BEGIN SUPPLIED PASSAGE
We honored mom's 101st birthday this week. Stan and Annie came up for four days and Jared and Kiersten came on Sunday for a celebration that included an hour sitting outside on the "new" patio in the sunshine drinking beer, eating chips and hummus and homemade salsa. All the efforts Ben put out to get the house painted and the patio almost complete paid off.
We visited and laughed, mom joining in as she could, stealing my beer because I hadn't offered her one.
Jared and Kiersten's presence added life and delight to our gathering.
It felt whole.
Jared and Kiersten left Sunday evening.
Then Monday, we celebrated mom's real birthday by going to lunch at Orchard Park. The food was terrible, the wait for it interminable, watching mom eat annoying.
There were moments I wanted to arise from the table and run screaming from the dining room.
All the old people would stop and look, "Oh dear, what happened to Sybil's daughter? Did she finally crack?"
I'm not sure if it's the fear that I will one day end up in a similar place, or the frustration at being there before it's time.
It's not time.
I chafe at the interminable wait for change, for something to happen, for her to decide it's time. My thoughts plague me. I made a comment at dinner last night at the McCracken's about mom.
Twelve-year-old Kate asked, "Do you want your mother to die?"
Well, yes, Kate, as a matter of fact I do.
Then 14-year-old Molly chimed in, "There's a difference in wanting her to die, and wanting her to have peace."
That's it, Molly, thanks.
There are those moments when mom talks without clearing her throat. It gurgles and grates on me like fingernails on a blackboard.
Sometimes I tell her, "Mom, clear your throat!" Then I wake in the morning sounding as if phlegm lives in my throat. I cough and hack and clear my throat and can't have a conversation until noon.
Karma.
When she talks with food in her mouth and food falls out of her mouth, I'm embarrassed. I reach over her like a mother with a two-year-old, clearing the crumbs from her lap, cleaning up after her. It's okay. I'm glad I'm there for her.
But I get angry for stupid reasons.
After I picked Stan and Annie up at the airport on Friday, we went to mom's apartment to pick her up. Getting into the car takes five minutes. She grasps for the handle above the window, hoping to find a grip, something to brace her. She can't get her bearings, and it's difficult to help her. So finally I, or whoever is helping her, leans against her as she plops into the seat.
She gets seated, finally. And says to me, "I know how hard this is for you."
No, you don't! I want to yell. She's trying to read my mind, telling me how I feel.
END SUPPLIED PASSAGE
BEGIN DATASET EXTRACT
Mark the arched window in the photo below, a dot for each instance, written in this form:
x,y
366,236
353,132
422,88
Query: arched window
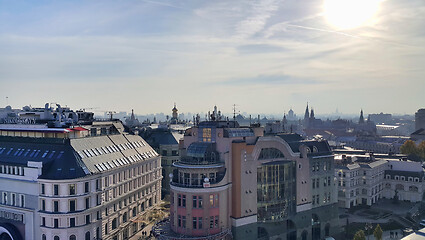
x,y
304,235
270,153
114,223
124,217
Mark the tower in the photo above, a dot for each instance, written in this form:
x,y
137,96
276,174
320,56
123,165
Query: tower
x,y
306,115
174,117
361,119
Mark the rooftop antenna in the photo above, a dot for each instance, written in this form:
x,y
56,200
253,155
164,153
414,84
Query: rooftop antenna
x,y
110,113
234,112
END DATASET EXTRACT
BEGIN DATASET EXTRACT
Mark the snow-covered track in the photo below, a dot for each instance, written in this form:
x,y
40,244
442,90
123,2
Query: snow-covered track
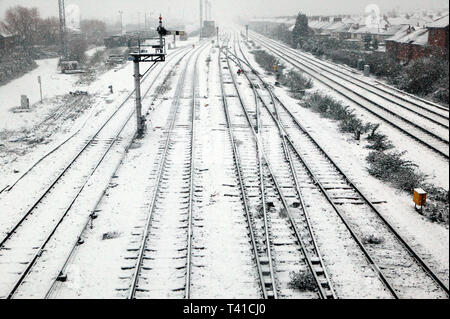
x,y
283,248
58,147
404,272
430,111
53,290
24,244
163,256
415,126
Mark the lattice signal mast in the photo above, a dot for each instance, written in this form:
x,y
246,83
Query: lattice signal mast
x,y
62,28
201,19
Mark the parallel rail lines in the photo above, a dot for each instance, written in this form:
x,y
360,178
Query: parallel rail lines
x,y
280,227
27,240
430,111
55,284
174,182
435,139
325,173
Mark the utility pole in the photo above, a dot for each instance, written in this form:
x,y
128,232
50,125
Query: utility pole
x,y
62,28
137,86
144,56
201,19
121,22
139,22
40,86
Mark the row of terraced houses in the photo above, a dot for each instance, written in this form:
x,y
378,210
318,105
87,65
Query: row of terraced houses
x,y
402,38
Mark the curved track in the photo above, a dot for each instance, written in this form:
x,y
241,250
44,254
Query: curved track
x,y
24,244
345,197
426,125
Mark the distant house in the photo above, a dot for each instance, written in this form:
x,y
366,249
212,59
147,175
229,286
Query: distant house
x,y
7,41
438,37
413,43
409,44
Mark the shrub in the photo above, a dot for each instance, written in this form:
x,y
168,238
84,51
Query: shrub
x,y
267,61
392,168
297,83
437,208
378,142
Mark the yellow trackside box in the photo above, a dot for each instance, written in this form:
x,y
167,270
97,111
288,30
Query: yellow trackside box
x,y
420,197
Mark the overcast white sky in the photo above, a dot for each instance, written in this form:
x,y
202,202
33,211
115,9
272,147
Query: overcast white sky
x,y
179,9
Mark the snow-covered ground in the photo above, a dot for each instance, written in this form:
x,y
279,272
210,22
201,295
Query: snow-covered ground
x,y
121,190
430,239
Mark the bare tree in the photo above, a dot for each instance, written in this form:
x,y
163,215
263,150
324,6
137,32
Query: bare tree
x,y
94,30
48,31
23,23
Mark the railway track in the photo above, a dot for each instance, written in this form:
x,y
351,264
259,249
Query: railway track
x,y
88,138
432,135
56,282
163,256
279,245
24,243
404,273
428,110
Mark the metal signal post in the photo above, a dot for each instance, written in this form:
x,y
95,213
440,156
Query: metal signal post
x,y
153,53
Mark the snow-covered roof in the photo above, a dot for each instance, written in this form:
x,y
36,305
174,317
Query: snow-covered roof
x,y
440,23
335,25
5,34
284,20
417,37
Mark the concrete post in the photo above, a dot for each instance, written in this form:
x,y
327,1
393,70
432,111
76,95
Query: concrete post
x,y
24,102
END DATASET EXTRACT
* [TASK INSTRUCTIONS]:
1) Reproduce the part of the passage about the mother's 101st birthday that starts at the words "We visited and" and ends after "before it's time.".
2) Extend the passage about the mother's 101st birthday, beginning after its final sentence.
These rows have no connection to the passage about the mother's 101st birthday.

* [ANSWERS TO THE EXERCISES]:
1)
We visited and laughed, mom joining in as she could, stealing my beer because I hadn't offered her one.
Jared and Kiersten's presence added life and delight to our gathering.
It felt whole.
Jared and Kiersten left Sunday evening.
Then Monday, we celebrated mom's real birthday by going to lunch at Orchard Park. The food was terrible, the wait for it interminable, watching mom eat annoying.
There were moments I wanted to arise from the table and run screaming from the dining room.
All the old people would stop and look, "Oh dear, what happened to Sybil's daughter? Did she finally crack?"
I'm not sure if it's the fear that I will one day end up in a similar place, or the frustration at being there before it's time.

2)
I'm glad Stan and Annie are here, but yes, it is hard, but don't try to read my mind and feel sorry and project your own weakness on to me.
Next thought: But isn't it just a mother concerned for her daughter?
Next thought: I know that once she is gone, no one will ever care for me the way she has.
Next thought: Is it true? I wonder if her caring has been self-serving and narcissistic.
And then, guilt for my wicked thoughts. Sadness that I'm the one with no peace.
Tuesday afternoon I took a nap. When I woke I could hear Annie and mom talking in the living room. Mom was "confessing" that she had made a mistake marrying my step-father, Sam. I'm not sure I ever heard her say those words to me....that it was a mistake. For years she defended him: "But he was so good to me."
She said that she had asked our forgiveness, but I'm not sure she has ever said, "Will you forgive me?" and then accepted our forgiveness. 
She told Annie that "things happened," and that she drank too much. But I'm not sure I ever heard her say to me, "I drank too much." 
Her confession has taken 60 years. She gave it to Annie.
But I'm the one who has been waiting for the confession.
She wants absolution.
I am willing. I am willing.
I have tried.
When I'm not impatient and angry, I am patient and kind and loving.
I tweeze her "feathers," shop for incidentals, clean her sink, pay her bills, clean her eye-glasses, take her to the doctor, minister to her. Love her. Listen to her stories, listen to her memories to the point that I don't want to hear them any longer.
And then I wait for the phone call. The final call, when someone has found her, and I can say whatever it is I'm going to say in that last moment that I have a mother on this earth.